BEGIN Material to process

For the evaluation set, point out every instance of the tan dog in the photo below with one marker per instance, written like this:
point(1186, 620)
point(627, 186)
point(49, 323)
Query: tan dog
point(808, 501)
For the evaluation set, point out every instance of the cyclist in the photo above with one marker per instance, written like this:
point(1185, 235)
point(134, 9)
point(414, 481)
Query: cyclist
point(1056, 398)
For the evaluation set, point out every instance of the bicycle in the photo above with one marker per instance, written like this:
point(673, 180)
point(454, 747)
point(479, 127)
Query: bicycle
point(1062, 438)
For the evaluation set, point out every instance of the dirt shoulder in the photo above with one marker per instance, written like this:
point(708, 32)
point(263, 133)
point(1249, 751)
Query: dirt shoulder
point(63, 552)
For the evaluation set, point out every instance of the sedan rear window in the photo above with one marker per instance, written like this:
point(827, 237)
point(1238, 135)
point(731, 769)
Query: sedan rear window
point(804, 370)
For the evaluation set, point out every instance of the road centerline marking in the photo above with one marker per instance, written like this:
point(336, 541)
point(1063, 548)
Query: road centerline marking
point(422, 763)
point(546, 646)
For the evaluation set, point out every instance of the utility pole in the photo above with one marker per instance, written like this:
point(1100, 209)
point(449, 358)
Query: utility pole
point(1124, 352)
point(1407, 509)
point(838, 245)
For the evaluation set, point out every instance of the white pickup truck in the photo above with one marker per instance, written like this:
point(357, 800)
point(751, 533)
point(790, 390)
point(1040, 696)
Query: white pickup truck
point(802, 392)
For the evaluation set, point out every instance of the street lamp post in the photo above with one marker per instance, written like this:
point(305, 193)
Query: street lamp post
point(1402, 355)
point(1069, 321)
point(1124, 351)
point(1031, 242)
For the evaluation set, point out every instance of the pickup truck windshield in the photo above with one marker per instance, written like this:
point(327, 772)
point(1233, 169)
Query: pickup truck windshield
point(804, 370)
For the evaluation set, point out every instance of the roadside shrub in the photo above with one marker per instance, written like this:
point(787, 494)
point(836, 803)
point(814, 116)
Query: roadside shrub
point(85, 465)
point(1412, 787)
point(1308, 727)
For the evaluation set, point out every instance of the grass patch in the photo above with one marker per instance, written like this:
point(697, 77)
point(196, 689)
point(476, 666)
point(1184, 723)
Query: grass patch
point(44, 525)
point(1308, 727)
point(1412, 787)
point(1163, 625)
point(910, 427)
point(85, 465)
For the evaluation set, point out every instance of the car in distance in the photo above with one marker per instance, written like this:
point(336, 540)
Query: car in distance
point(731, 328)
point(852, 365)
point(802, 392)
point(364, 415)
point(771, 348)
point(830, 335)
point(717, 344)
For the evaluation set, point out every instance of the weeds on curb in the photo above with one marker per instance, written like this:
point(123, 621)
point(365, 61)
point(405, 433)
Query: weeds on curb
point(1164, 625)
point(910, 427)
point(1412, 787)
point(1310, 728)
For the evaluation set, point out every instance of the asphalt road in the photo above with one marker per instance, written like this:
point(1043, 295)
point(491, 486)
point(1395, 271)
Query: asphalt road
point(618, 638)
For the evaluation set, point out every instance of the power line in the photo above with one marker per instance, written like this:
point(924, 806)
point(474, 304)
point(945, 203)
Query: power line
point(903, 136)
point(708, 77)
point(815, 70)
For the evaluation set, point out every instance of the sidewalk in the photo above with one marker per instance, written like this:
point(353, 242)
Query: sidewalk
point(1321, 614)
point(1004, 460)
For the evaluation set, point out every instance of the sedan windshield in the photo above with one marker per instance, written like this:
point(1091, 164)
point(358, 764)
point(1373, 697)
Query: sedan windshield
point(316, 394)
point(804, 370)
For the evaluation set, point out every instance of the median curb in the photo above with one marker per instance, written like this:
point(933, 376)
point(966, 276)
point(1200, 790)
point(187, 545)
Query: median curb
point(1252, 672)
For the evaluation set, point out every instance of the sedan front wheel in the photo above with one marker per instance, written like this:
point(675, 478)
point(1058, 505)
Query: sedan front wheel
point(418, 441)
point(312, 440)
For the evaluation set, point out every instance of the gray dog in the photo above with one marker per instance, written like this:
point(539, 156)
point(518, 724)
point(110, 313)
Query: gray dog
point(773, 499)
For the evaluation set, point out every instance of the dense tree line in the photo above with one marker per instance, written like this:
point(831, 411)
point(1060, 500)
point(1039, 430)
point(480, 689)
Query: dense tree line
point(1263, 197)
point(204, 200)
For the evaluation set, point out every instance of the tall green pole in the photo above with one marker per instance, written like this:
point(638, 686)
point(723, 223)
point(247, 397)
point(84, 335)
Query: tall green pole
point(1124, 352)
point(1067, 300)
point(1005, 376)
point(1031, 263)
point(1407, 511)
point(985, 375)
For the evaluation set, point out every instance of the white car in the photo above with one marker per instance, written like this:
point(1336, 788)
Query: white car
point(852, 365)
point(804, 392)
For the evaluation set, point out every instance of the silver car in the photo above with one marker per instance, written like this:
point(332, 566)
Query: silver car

END Material to process

Goal: Rewrite all of the lines above, substituting "test set" for every occurrence of "evaluation set" and keeping everything else unchanged.

Solution to this task:
For the test set, point out every instance of the tan dog in the photo below with one marker per instance, written like this:
point(1186, 620)
point(627, 186)
point(49, 323)
Query: tan dog
point(808, 501)
For the test set, point out every instance of the cyclist in the photo above with one marker per instance, written like this:
point(1185, 235)
point(134, 9)
point(414, 481)
Query: cyclist
point(1056, 398)
For the test set, point out every instance of the bicycle in the photo above with one marker per instance, written like this:
point(673, 180)
point(454, 747)
point(479, 127)
Query: bicycle
point(1062, 438)
For the test set, point out every instance of the dirt shoulder in the photo above with one marker per instance, written like this:
point(708, 32)
point(263, 133)
point(1249, 751)
Query: dirt shoulder
point(63, 552)
For the test set, point out every instance of the sedan rear window in the photo above with one marker per instance, written like this:
point(827, 237)
point(1238, 135)
point(731, 769)
Query: sedan rear window
point(804, 370)
For the test set, point out every instance of the road centerline marking in the photo above with one marker per instance, written like this:
point(336, 541)
point(1063, 548)
Query: road centerline marking
point(422, 763)
point(546, 646)
For the test set, point out every instance of the utility pole in the photo above with one marker per instance, written like this:
point(1100, 209)
point(449, 358)
Query: utility pole
point(1124, 352)
point(1407, 509)
point(838, 245)
For the test set, point out every instance of the white pickup truck in the photo above with one marker per instance, written like this:
point(357, 800)
point(751, 533)
point(790, 390)
point(1040, 696)
Query: white pickup truck
point(802, 392)
For the test set, point out every instance of the street lamp post in the photo above with one marker per instance, written like this:
point(305, 193)
Query: street lamp post
point(1402, 355)
point(1069, 321)
point(1124, 351)
point(1031, 242)
For the test set, point out every instance of the pickup truck windshield in the photo above with one marker per instance, written like this:
point(327, 772)
point(1233, 169)
Query: pickup truck windshield
point(804, 370)
For the test set, point out every instance of the roadside shrub in the photo above with one marker per instance, written like this:
point(787, 494)
point(836, 803)
point(814, 116)
Query: roadside shrub
point(85, 465)
point(1412, 787)
point(1308, 727)
For the test set, point out every instance of the grass patch in the photo above with one marker per instance, written like this:
point(697, 77)
point(196, 689)
point(476, 666)
point(1184, 723)
Query: grass patch
point(44, 525)
point(1308, 727)
point(1412, 787)
point(1163, 625)
point(910, 427)
point(85, 465)
For the test set, point out every instance of the car in distance in the photo above with one marker per instance, written like this:
point(336, 540)
Query: car in distance
point(731, 328)
point(852, 365)
point(802, 392)
point(364, 415)
point(771, 348)
point(830, 335)
point(717, 344)
For the test set, point out every instance of the weeds on curb in the photo above with one marker per instance, written like this:
point(123, 621)
point(365, 61)
point(405, 433)
Query: weeds on curb
point(1164, 625)
point(910, 427)
point(1412, 787)
point(1310, 728)
For the test set, point out every instance of the asphalt road in the photo above with one marker per instance, written like this:
point(1043, 295)
point(491, 486)
point(1395, 271)
Query: asphalt road
point(618, 638)
For the test set, point out every instance of the power line in the photo above with one marker per instance, written like this:
point(924, 806)
point(474, 304)
point(945, 203)
Query: power line
point(903, 136)
point(708, 77)
point(815, 70)
For the test set, point out every instance of the sidewalk in the photo above with one marker per instance, written like this:
point(353, 242)
Query: sidewalk
point(1321, 614)
point(1004, 460)
For the test set, point out every instance of the sedan windshield in the photo above with one marker per instance, written like this:
point(1091, 164)
point(358, 764)
point(1373, 697)
Query: sedan windshield
point(316, 394)
point(804, 370)
For the test set, point out every instance of the median curb in the photo above with one marker per instance, written like this:
point(933, 376)
point(966, 276)
point(1200, 790)
point(187, 545)
Query: median curb
point(1252, 672)
For the test set, point out every instance of the sedan front wheel in the photo above with one marker per instance, written like this:
point(675, 478)
point(1058, 505)
Query: sedan front wheel
point(418, 441)
point(312, 440)
For the test set, point out every instance of the gray dog in the photo above with one marker per instance, written like this:
point(539, 156)
point(518, 724)
point(110, 313)
Query: gray dog
point(773, 499)
For the test set, point out every instance of the dense tree line in the photo above with one marker per instance, written like this:
point(831, 411)
point(1060, 500)
point(1039, 430)
point(480, 689)
Query: dense tree line
point(1263, 197)
point(204, 200)
For the test set, point out every instance of the tall green pole in the photo above with one marker per instance, written like this:
point(638, 686)
point(723, 223)
point(247, 397)
point(84, 335)
Query: tall green pole
point(1124, 352)
point(1067, 300)
point(1005, 376)
point(1031, 263)
point(1407, 511)
point(985, 375)
For the test set, point out every instance of the white car in the photo above with one marker per instance, written like this:
point(1336, 788)
Query: white car
point(852, 365)
point(804, 392)
For the test set, point out every instance of the silver car in the photo above with one marker per instance, written like this:
point(332, 566)
Query: silver car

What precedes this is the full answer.